Data listing
begin

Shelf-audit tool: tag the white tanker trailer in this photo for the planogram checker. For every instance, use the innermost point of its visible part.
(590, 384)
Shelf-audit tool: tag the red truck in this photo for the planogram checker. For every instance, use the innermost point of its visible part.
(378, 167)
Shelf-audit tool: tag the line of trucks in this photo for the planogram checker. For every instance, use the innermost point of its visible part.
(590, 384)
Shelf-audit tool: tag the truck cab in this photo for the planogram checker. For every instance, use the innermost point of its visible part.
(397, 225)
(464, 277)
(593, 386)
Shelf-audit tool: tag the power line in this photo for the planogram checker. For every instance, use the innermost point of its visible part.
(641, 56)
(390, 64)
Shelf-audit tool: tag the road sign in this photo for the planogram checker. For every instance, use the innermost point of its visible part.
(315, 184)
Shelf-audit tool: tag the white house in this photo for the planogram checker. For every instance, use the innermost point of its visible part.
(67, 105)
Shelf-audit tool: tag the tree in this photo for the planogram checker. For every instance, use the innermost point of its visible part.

end
begin

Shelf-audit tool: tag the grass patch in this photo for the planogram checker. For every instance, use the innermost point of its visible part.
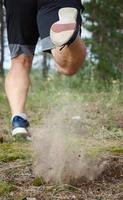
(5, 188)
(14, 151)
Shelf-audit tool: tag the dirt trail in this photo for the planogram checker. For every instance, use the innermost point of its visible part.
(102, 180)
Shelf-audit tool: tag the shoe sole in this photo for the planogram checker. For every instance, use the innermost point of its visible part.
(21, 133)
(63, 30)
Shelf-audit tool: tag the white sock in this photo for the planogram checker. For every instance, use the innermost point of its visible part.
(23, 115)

end

→ **Task to complete**
Copy out, word for word, the lines of the items beginning with the line that contains "Shelf-audit tool: tag the red" and continuing through the line that contains "Shelf-audit tool: tag the tree", including both of those lines.

→ **Solution below**
Shelf-audit tool: tag the red truck in this photo for the planogram checker. For every instance, use the innermost point of its visible part.
(378, 167)
Shelf-audit tool: tag the line of trucks in this photo for the planogram checker. For every instance, use the innermost point of its visible part.
(590, 384)
Shelf-audit tool: tag the truck cab in this photo for the planogram checker. For every instance, use the innermost point of its visible part.
(397, 225)
(464, 277)
(593, 386)
Shelf-audit tool: tag the power line in this photo for the planogram checker. For every instance, use the innermost point of its visible part.
(641, 56)
(390, 64)
Shelf-audit tool: tag the road sign in this photo for the planogram checker. For every instance, use the innermost point of its visible part.
(315, 184)
Shelf-audit tool: tag the white house in this photo for the planogram checker. For every instance, use the innermost point of its visible part.
(67, 105)
Shelf-audit tool: tag the tree in this photo for the planogram checker. For every instance, use the innermost point of its visible part.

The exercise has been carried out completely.